__What to do__. Copy whichever lines of the data hold the word "that".
##### Source material #####
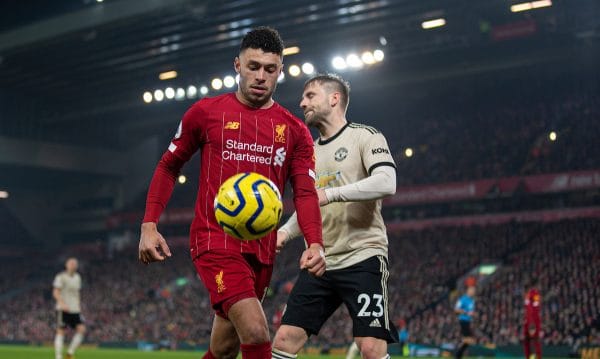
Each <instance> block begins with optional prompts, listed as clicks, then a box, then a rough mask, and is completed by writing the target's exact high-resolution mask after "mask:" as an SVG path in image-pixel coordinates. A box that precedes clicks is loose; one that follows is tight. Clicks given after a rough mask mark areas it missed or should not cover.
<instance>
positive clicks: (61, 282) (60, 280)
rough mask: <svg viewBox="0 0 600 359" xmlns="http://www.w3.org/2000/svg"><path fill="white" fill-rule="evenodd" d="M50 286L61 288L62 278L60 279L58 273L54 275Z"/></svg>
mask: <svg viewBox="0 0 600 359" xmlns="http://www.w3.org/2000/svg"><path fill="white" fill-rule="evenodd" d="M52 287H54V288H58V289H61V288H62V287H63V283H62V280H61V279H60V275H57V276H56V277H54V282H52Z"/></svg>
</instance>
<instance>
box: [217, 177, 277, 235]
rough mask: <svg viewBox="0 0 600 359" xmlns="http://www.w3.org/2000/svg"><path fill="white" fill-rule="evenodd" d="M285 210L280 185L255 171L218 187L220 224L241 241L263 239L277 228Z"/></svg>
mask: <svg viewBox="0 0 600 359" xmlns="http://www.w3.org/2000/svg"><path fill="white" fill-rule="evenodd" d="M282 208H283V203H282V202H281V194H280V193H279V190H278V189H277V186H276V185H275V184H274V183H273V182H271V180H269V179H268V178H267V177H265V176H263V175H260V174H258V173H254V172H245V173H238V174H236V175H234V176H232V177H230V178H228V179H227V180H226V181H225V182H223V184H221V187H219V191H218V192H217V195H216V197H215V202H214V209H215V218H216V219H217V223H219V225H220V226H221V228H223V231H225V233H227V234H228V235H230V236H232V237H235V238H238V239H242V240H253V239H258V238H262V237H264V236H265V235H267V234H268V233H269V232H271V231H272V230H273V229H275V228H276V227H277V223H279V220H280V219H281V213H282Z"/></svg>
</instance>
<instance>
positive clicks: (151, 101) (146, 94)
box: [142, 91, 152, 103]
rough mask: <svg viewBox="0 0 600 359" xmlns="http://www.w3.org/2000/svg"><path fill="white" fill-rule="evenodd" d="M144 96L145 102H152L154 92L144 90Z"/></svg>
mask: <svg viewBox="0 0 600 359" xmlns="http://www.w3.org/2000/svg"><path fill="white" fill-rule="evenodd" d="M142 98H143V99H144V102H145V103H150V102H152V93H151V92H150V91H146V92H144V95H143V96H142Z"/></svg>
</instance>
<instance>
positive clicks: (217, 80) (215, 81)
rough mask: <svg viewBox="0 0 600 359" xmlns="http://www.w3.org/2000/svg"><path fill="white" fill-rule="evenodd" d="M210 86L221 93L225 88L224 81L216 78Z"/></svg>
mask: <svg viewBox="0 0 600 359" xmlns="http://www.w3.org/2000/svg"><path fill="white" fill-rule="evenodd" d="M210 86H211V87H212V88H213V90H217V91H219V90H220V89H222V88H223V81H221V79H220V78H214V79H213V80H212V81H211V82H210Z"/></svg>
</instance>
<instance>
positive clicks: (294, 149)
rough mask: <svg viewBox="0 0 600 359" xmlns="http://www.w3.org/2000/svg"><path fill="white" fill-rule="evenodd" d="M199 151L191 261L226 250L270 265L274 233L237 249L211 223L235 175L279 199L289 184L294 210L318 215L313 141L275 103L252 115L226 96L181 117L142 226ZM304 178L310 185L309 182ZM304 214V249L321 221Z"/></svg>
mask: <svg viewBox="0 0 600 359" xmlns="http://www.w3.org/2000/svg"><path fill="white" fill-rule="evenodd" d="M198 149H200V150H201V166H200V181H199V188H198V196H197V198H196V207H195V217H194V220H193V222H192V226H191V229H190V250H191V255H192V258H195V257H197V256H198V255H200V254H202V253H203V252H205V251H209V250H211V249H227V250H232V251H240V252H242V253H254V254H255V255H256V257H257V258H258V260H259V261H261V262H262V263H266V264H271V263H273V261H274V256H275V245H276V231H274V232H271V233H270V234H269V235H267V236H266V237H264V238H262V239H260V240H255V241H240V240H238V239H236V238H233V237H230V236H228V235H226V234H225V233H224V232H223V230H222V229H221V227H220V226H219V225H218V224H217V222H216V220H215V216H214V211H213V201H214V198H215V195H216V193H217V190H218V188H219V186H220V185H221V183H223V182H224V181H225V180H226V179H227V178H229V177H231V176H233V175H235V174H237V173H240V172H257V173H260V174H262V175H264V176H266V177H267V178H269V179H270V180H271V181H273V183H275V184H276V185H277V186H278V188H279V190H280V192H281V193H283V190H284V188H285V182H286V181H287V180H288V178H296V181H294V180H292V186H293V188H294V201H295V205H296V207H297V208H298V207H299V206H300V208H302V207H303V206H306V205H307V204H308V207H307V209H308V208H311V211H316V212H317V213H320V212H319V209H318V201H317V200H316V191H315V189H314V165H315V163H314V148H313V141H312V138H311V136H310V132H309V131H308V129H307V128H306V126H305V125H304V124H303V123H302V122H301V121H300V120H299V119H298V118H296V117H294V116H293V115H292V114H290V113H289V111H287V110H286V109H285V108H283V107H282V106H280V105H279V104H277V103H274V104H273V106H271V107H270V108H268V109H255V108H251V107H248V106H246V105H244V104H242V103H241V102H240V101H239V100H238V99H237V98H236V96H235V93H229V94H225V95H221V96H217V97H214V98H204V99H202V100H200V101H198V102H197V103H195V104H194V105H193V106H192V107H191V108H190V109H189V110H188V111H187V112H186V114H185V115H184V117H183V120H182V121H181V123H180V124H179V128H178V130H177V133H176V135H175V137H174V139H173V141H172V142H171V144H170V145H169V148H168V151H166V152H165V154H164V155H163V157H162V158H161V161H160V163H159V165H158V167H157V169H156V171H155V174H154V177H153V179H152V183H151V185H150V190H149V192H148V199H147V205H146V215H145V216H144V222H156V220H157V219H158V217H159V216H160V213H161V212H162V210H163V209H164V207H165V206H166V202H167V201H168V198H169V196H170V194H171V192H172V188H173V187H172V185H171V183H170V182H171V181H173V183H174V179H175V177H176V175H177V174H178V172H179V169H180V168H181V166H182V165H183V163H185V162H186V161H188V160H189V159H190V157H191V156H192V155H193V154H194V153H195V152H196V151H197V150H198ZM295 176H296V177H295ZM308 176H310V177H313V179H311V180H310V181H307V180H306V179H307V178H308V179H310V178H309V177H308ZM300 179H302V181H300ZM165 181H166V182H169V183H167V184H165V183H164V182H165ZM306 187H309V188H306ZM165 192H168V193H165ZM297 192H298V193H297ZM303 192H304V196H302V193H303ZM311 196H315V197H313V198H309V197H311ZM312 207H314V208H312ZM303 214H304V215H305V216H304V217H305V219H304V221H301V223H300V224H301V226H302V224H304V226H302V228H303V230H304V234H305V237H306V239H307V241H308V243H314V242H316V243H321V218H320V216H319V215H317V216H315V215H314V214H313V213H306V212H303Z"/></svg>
#####
##### Source material #####
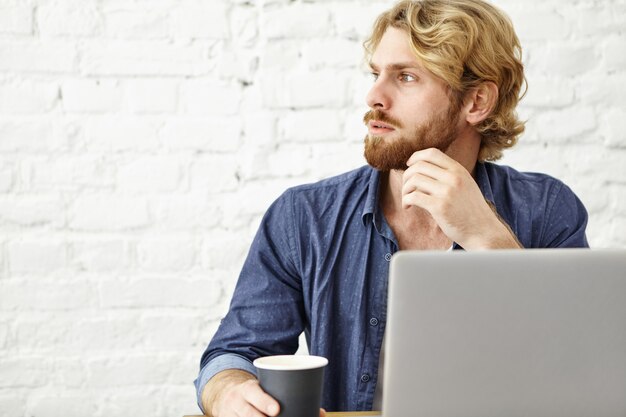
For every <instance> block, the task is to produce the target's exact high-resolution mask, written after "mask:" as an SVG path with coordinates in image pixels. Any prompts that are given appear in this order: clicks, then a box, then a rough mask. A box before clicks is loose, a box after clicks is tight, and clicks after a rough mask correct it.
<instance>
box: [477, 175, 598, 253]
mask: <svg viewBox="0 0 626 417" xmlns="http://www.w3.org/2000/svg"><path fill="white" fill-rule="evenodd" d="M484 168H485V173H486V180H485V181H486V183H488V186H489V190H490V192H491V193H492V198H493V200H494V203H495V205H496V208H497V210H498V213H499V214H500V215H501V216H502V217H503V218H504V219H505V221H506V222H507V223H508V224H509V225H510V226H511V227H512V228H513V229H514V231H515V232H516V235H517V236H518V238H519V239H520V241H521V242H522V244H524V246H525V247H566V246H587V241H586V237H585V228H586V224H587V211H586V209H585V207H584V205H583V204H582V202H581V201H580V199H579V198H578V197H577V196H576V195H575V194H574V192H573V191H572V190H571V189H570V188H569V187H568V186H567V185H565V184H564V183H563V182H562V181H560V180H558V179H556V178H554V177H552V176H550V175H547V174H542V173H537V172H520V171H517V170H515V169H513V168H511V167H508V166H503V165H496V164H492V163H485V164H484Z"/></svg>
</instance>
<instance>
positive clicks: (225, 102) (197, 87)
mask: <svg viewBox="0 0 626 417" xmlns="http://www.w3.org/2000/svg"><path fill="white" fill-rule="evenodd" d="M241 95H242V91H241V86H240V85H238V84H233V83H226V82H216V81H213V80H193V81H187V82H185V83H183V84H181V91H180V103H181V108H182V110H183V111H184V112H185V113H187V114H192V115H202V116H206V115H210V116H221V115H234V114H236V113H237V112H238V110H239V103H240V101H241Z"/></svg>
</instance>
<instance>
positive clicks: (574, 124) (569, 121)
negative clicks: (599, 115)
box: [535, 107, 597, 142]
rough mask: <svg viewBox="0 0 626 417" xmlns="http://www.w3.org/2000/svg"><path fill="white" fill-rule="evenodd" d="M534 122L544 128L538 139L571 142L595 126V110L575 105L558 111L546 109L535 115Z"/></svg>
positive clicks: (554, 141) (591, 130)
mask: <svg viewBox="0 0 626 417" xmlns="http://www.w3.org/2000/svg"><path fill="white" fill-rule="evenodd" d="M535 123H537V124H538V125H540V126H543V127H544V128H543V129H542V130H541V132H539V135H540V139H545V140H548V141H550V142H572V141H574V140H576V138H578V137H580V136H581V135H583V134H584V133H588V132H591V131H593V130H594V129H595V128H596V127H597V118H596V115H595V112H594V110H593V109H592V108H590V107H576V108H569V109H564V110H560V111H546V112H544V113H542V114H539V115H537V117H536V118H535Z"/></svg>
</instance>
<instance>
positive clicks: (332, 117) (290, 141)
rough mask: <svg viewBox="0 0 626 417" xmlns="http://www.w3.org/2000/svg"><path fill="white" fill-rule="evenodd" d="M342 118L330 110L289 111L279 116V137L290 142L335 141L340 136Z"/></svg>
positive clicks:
#####
##### Source material #####
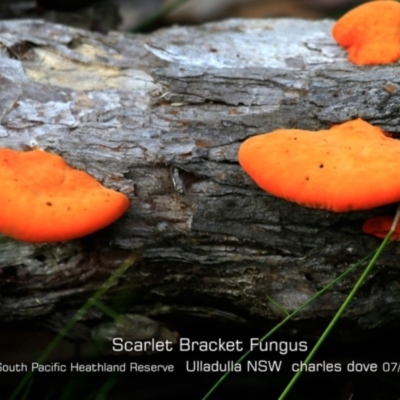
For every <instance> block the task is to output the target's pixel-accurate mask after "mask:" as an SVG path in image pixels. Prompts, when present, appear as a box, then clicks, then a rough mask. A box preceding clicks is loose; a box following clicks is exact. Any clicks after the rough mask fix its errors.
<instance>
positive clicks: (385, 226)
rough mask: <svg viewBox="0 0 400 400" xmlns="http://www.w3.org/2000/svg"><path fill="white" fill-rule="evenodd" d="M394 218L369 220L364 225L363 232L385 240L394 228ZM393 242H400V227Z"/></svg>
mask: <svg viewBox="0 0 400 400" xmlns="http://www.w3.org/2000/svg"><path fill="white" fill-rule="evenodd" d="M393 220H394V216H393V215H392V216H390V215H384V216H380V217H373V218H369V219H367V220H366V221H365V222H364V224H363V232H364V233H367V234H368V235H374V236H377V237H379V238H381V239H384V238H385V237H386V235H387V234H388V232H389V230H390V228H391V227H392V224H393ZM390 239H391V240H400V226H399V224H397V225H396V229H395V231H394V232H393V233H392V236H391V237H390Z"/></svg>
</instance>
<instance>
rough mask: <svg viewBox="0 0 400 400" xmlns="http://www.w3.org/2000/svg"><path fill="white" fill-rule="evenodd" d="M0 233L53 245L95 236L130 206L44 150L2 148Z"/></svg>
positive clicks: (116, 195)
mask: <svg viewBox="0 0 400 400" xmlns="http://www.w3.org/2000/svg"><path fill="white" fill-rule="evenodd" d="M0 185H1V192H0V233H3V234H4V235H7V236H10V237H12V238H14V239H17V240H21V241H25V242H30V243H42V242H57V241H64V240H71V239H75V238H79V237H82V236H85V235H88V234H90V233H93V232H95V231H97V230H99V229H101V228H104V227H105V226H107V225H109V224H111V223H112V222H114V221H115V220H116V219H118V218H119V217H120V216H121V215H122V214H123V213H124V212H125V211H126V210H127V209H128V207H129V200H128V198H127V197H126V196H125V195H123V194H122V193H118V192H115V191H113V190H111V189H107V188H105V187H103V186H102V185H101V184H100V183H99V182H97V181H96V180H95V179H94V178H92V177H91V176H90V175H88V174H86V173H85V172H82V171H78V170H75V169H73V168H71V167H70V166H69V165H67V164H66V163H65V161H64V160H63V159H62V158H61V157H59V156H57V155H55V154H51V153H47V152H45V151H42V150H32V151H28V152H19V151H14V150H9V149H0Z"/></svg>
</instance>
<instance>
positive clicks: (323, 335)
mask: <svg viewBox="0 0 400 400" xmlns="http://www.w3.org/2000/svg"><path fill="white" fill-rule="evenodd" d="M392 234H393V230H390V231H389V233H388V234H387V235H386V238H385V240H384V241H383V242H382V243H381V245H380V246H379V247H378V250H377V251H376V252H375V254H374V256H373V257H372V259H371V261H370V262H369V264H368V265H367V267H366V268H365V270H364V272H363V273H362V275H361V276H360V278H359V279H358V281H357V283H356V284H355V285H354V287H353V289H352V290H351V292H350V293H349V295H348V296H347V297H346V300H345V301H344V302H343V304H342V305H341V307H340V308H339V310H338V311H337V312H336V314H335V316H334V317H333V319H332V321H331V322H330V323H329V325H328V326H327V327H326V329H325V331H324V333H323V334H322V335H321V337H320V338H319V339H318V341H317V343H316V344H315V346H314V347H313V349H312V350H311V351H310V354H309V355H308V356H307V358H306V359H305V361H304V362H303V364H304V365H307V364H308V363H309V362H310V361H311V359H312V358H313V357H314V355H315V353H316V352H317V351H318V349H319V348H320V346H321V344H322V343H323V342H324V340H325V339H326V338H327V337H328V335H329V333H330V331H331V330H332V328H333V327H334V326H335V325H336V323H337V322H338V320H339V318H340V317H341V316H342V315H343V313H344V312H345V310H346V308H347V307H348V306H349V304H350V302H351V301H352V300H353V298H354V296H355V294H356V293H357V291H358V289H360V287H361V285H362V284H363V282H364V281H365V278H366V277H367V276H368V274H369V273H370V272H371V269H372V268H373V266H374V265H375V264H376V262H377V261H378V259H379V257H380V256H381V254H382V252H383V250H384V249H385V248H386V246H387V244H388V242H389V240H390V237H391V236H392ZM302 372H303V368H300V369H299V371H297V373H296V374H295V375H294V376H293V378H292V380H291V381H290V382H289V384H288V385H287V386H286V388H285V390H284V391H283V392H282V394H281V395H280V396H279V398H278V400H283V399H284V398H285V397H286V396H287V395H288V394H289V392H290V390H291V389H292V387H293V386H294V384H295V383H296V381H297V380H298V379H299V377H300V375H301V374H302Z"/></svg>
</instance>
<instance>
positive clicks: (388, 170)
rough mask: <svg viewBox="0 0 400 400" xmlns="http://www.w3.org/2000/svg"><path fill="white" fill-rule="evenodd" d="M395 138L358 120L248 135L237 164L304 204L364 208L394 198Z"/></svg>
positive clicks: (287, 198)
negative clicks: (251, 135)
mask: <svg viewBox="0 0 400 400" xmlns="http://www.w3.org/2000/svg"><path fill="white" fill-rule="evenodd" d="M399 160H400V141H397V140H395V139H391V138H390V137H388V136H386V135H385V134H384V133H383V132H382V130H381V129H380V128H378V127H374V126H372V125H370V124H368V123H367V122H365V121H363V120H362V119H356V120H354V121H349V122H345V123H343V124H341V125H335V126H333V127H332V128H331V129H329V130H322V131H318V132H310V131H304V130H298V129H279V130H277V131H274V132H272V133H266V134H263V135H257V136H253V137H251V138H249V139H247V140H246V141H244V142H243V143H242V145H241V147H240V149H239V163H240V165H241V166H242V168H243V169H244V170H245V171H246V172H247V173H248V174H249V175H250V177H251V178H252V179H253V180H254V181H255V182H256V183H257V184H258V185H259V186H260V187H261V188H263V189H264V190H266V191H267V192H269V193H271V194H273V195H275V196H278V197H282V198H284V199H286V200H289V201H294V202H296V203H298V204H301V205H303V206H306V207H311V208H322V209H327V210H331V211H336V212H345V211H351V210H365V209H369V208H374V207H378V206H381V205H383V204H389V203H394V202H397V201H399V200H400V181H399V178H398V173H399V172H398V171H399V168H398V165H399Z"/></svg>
#####
__Written answer__.
Each <instance> block begins with optional prompts, listed as clicks, then a box, then a rough mask, and is completed by writing the target's exact high-resolution mask after "mask:" as an SVG path in image-pixel coordinates. A box that precedes clicks is loose; one that follows is tight. Clicks given after a rough mask mark areas it missed or should not cover.
For every <instance> block, the task is to produce the target's exact high-resolution mask, written after "mask:" as an SVG path with coordinates in image pixels. Any prompts that are given appear in this order: clicks, then a box, then a rough mask. A box before clicks is loose, a box after clicks is tight, and clicks after a rough mask correct it.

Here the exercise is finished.